### Task prompt
Determine how many lines in the records include "shrimp". Write the number and nothing more.

━━ Records for processing ━━

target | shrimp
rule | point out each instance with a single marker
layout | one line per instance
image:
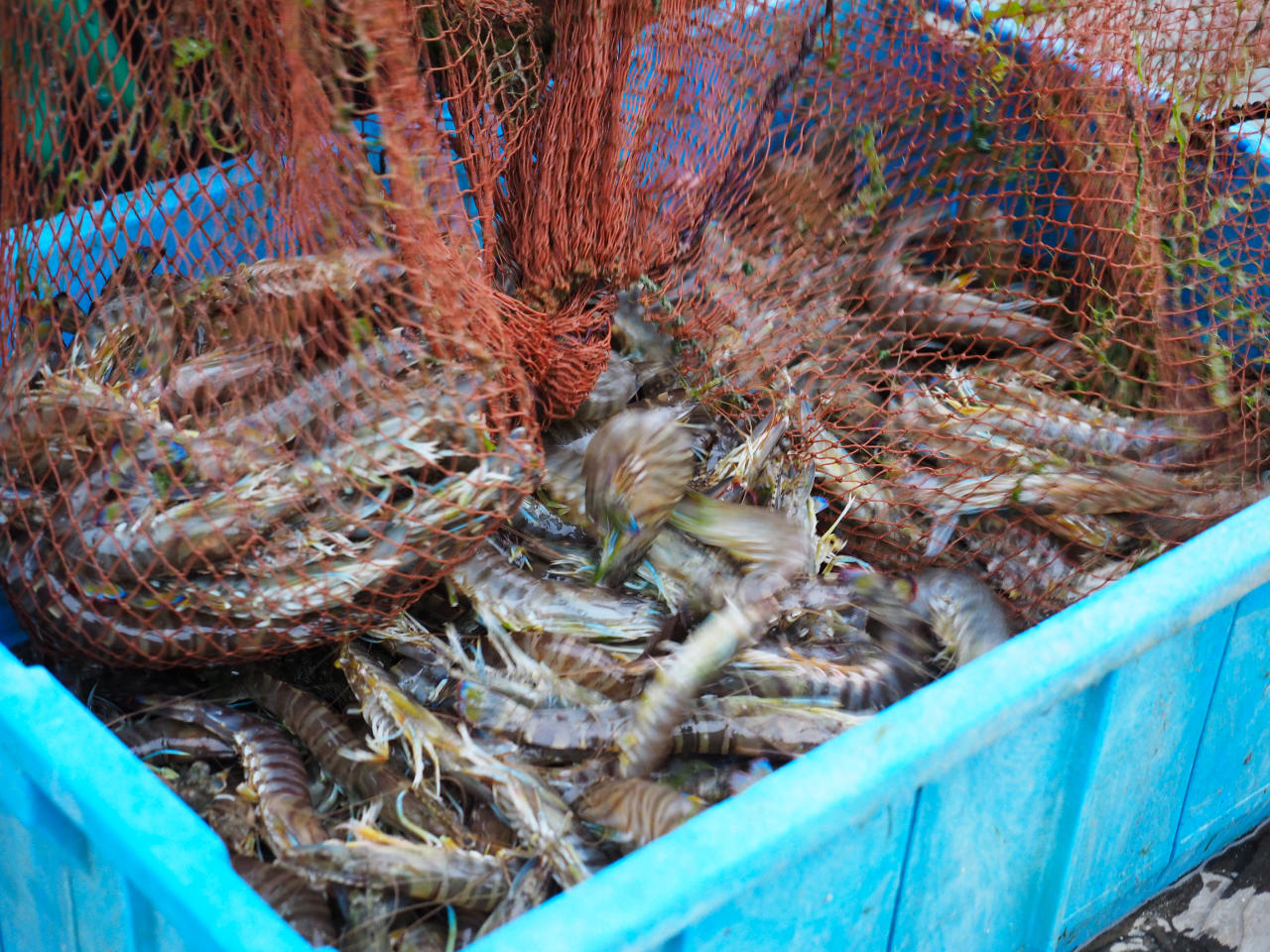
(668, 697)
(440, 874)
(113, 625)
(333, 744)
(636, 810)
(743, 726)
(160, 739)
(961, 612)
(613, 389)
(538, 815)
(273, 770)
(291, 896)
(917, 307)
(636, 468)
(232, 816)
(869, 685)
(517, 601)
(769, 542)
(579, 660)
(529, 889)
(568, 733)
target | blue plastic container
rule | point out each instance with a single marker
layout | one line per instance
(1024, 802)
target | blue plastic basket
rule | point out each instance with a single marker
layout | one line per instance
(1023, 802)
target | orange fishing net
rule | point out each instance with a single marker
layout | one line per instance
(294, 287)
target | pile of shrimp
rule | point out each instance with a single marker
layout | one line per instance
(579, 685)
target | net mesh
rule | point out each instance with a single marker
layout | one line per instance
(291, 290)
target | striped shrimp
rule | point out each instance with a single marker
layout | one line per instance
(1033, 569)
(439, 874)
(517, 601)
(770, 543)
(638, 811)
(668, 697)
(869, 685)
(291, 896)
(273, 771)
(613, 389)
(334, 746)
(1044, 417)
(580, 660)
(539, 816)
(563, 733)
(112, 626)
(917, 307)
(162, 739)
(743, 726)
(962, 613)
(529, 889)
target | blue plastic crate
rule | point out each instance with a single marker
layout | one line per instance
(1023, 802)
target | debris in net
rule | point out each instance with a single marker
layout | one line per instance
(716, 451)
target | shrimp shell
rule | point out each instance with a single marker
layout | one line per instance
(538, 815)
(615, 388)
(760, 728)
(667, 699)
(638, 810)
(330, 740)
(579, 660)
(272, 767)
(518, 601)
(444, 875)
(572, 733)
(291, 896)
(869, 685)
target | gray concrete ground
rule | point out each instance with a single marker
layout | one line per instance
(1222, 906)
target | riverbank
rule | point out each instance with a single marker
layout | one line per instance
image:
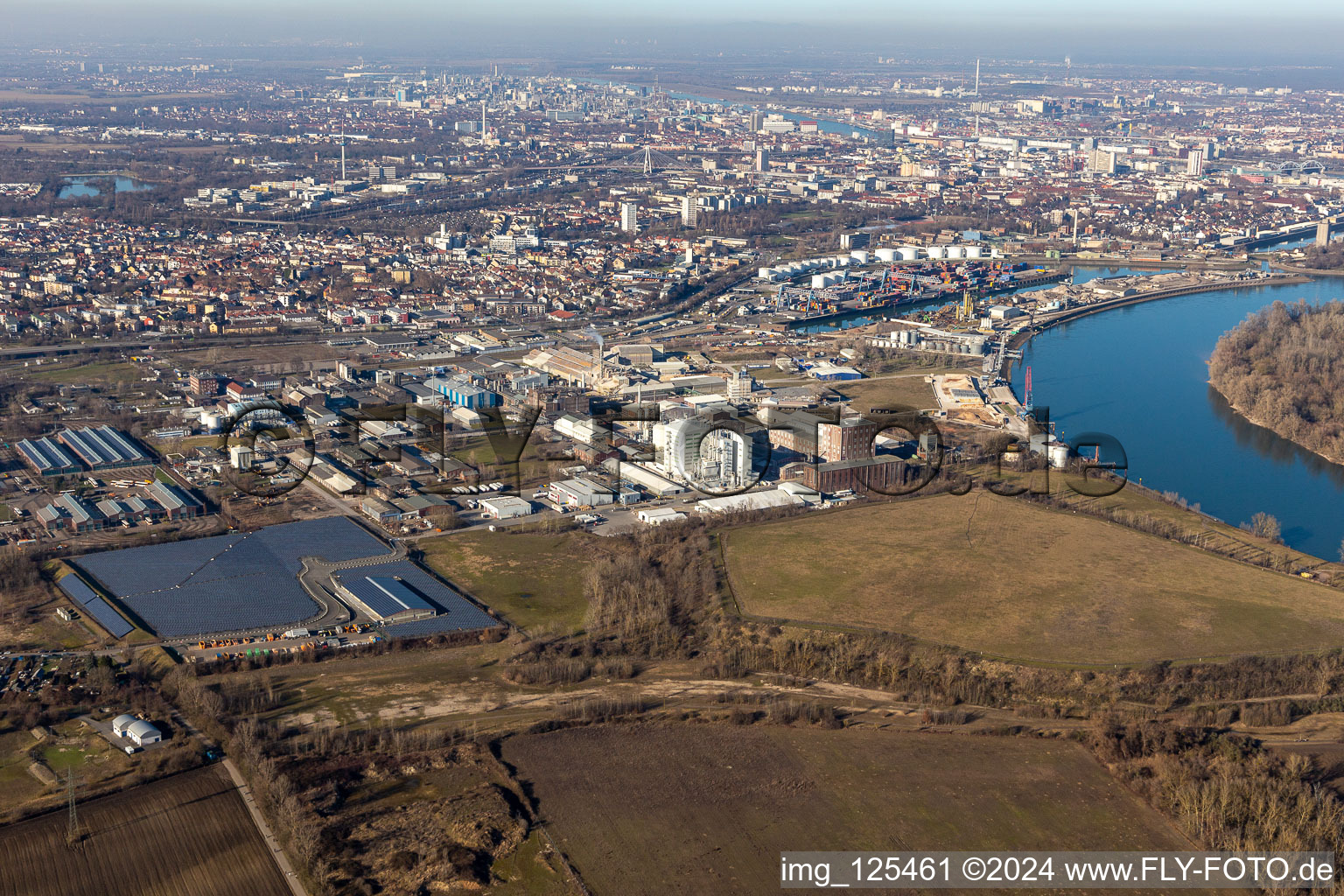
(1074, 313)
(1253, 421)
(1308, 271)
(1140, 263)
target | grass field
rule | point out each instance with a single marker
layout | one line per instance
(368, 690)
(1010, 578)
(534, 579)
(675, 808)
(909, 389)
(118, 373)
(180, 836)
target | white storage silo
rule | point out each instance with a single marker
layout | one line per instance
(1058, 454)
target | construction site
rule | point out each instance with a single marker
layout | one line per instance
(822, 289)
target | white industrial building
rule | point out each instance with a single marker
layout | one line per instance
(696, 452)
(579, 429)
(137, 731)
(579, 494)
(506, 507)
(747, 501)
(652, 482)
(241, 457)
(657, 516)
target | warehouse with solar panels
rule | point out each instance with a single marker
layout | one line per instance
(94, 606)
(248, 582)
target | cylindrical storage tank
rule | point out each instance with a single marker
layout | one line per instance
(1058, 454)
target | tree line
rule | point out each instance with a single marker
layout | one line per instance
(1284, 368)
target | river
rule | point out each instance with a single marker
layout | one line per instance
(82, 186)
(1138, 374)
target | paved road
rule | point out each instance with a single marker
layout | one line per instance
(263, 830)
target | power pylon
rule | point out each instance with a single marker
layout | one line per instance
(73, 825)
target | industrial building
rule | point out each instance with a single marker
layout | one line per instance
(137, 731)
(657, 516)
(463, 393)
(848, 439)
(506, 507)
(579, 494)
(102, 448)
(834, 373)
(72, 514)
(581, 429)
(747, 501)
(699, 452)
(659, 486)
(47, 458)
(882, 474)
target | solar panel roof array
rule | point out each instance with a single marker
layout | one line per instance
(383, 594)
(108, 618)
(228, 582)
(77, 589)
(458, 612)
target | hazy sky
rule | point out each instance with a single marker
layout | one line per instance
(1253, 30)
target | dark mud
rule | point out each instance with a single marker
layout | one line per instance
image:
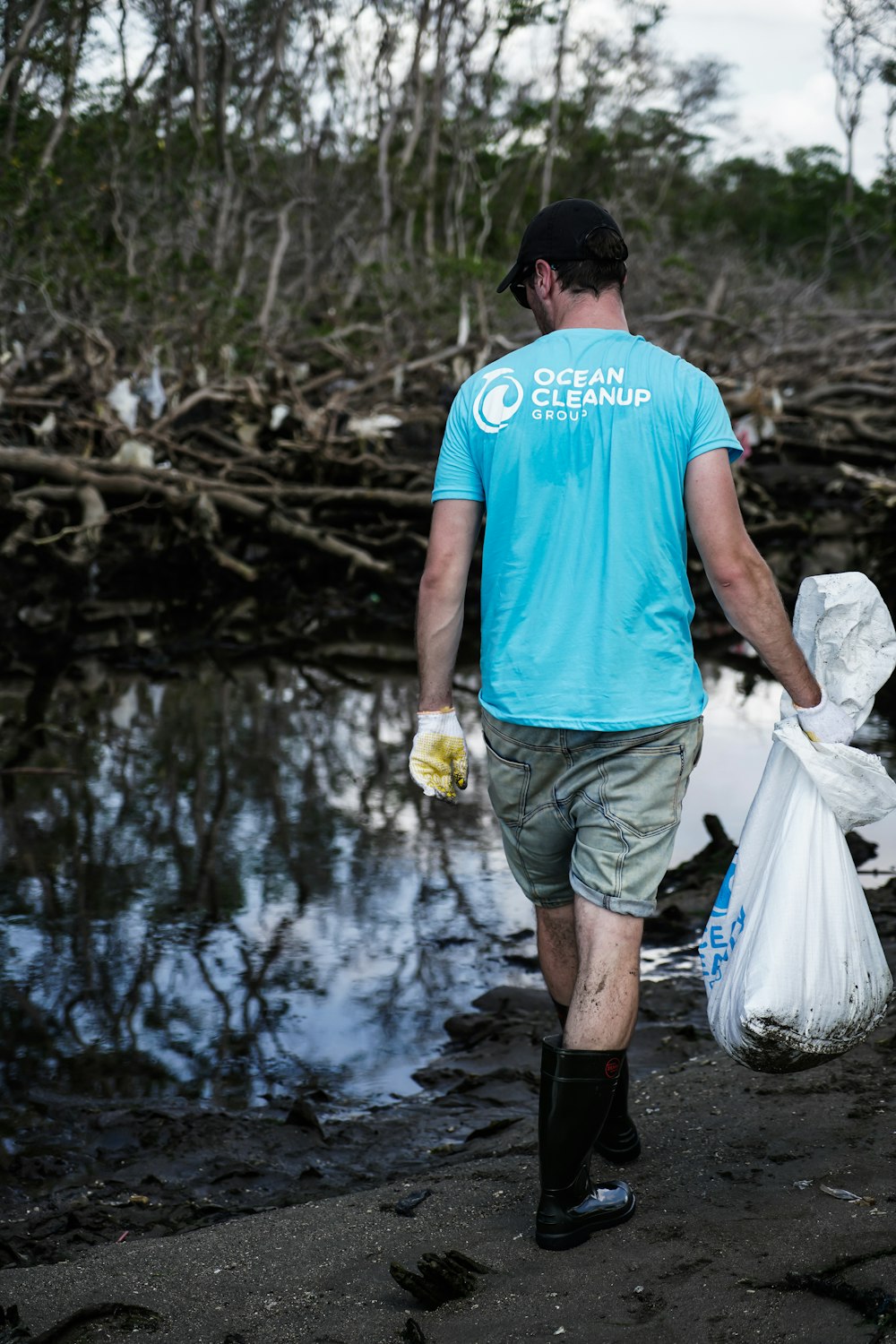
(85, 1171)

━━━

### The completed task
4